▶ **Task 1**
In the emergency fund text, how much did the writer use to hear an emergency fund should equal?
▶ **Task 2**
Repeat the emergency fund text word for word, from "Now I used to" up to and including "of credit, etc.".

▶ **Text extract**

Start

Like many others, I like to think of myself as financially responsible and knowledgeable. Part of which means having an Emergency Fund (EF). What’s interesting though is that many financial experts can’t seem to agree on how much that EF should be.

Now I used to hear that this EF should equal about three months of living expenses, which is what I did. Now this number may be accurate based on a wide range of assumptions. These are assuming that one or more of these will kick in once a claim is submitted:

Employment/Unemployment Insurance

Workers Compensation

Short/Long Term disability through an employers group benefit plan

Disability insurance on loans, mortgage, lines of credit, etc.

Income replacement in a person’s auto insurance

Private individual insurance


We often forget that all claims submitted to whichever coverage plan, are all subject to approval. You may assume approval due to the various documents that you submit. Yet, all coverage plans will act as judge and jury on submitted claims.

End

Raw records
Start

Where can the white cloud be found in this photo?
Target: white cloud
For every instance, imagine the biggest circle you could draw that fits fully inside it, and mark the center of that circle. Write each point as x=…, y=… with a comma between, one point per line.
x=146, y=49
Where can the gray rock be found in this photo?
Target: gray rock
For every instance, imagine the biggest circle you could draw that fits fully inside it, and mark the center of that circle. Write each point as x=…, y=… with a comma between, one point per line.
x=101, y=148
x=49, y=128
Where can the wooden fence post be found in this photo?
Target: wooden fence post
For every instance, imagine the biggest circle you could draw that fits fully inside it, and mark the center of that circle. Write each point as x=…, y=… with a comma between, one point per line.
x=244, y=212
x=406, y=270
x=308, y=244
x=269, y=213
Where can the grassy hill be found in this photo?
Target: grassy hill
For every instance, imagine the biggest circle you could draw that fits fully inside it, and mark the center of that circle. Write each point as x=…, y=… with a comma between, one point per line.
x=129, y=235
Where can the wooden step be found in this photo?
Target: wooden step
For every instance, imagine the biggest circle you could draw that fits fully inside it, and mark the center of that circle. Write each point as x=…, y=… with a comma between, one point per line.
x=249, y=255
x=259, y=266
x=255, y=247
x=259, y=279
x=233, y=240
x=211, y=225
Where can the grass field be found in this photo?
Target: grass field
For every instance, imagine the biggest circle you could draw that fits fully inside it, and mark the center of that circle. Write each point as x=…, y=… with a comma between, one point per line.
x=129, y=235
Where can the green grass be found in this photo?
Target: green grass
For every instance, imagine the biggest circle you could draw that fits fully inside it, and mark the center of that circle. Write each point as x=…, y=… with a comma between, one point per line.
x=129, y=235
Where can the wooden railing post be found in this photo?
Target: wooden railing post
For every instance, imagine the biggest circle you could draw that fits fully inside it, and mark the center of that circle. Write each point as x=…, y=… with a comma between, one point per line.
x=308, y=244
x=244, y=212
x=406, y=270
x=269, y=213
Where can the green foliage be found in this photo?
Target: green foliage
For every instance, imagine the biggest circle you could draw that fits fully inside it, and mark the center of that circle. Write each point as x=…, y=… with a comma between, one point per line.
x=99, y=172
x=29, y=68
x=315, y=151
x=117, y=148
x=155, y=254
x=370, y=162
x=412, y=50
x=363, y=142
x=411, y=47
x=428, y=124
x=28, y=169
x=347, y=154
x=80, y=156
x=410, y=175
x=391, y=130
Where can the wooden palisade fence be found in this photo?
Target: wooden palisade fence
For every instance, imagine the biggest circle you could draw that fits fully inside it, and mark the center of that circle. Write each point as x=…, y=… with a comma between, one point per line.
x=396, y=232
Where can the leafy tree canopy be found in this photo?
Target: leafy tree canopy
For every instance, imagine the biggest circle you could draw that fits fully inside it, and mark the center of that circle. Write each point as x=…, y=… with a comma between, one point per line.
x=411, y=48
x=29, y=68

End
Start

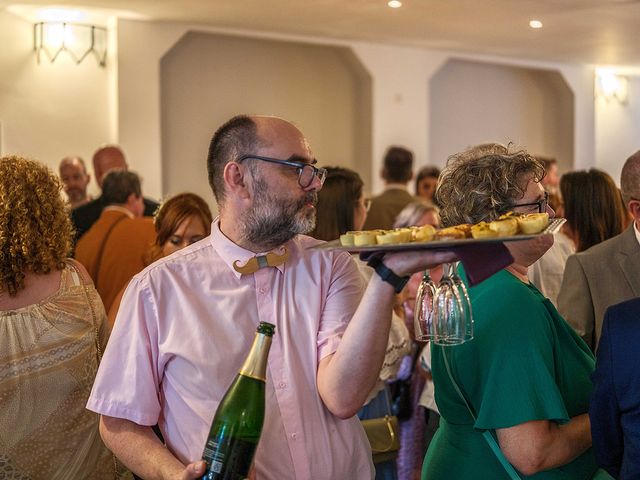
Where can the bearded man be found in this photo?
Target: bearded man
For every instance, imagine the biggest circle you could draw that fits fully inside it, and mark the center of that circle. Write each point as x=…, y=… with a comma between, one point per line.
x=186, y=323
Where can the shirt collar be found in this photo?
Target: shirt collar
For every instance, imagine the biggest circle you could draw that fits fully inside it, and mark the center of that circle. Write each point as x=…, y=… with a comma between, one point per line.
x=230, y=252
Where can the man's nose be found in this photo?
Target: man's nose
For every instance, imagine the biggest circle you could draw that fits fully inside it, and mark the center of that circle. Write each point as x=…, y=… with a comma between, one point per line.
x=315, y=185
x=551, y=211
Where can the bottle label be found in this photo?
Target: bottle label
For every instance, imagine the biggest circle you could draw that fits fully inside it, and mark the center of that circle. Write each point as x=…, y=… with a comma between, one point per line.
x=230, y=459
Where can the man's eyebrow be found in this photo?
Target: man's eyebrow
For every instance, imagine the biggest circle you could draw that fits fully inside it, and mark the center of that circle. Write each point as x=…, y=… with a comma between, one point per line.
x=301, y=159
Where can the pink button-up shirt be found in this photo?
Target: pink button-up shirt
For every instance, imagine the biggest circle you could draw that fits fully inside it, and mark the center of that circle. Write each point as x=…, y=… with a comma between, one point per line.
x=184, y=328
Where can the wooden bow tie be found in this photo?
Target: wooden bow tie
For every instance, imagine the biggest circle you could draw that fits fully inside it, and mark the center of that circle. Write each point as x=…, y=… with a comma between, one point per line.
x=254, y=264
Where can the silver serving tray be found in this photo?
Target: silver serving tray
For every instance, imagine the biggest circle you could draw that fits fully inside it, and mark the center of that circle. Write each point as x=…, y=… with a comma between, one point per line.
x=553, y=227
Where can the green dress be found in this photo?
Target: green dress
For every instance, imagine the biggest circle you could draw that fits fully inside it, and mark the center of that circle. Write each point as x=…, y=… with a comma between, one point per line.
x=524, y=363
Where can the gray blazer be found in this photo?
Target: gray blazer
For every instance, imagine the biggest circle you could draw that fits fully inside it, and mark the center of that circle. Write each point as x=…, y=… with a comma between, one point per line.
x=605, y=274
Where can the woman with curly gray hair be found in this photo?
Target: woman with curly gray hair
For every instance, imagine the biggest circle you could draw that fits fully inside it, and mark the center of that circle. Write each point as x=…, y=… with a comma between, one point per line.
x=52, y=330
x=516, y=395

End
Start

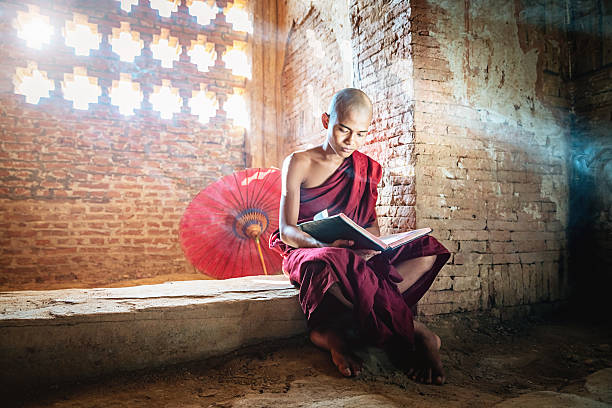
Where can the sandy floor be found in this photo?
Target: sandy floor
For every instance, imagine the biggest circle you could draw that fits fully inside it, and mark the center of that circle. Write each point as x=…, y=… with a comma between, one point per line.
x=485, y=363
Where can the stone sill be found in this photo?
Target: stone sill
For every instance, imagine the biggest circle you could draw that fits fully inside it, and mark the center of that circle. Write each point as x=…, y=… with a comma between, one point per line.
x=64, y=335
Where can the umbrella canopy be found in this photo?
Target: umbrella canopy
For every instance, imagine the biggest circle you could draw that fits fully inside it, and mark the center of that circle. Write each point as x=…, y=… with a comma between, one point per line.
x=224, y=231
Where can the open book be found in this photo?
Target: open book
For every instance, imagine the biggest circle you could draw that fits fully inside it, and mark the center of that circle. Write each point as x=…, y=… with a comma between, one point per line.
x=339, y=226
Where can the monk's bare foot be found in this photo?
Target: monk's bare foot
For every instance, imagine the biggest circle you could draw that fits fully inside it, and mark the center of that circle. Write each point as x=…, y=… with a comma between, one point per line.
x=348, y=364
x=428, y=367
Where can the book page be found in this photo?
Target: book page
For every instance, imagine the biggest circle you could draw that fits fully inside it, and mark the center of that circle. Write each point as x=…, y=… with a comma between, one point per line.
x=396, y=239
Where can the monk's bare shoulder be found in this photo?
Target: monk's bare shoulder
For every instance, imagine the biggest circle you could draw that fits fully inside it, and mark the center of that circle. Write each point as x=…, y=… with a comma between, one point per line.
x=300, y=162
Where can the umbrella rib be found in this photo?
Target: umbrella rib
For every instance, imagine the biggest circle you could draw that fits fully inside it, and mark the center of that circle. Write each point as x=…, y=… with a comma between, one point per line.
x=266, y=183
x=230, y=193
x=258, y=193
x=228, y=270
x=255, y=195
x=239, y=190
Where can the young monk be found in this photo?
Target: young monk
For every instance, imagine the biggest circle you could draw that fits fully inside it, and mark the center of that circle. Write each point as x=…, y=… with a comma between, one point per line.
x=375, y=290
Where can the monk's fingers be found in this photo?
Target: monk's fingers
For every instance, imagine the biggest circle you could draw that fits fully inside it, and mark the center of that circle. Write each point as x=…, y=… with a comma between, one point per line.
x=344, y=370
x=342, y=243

End

▶ **Written solution 1**
About three months of living expenses.

▶ **Written solution 2**
Now I used to hear that this EF should equal about three months of living expenses, which is what I did. Now this number may be accurate based on a wide range of assumptions. These are assuming that one or more of these will kick in once a claim is submitted:

Employment/Unemployment Insurance

Workers Compensation

Short/Long Term disability through an employers group benefit plan

Disability insurance on loans, mortgage, lines of credit, etc.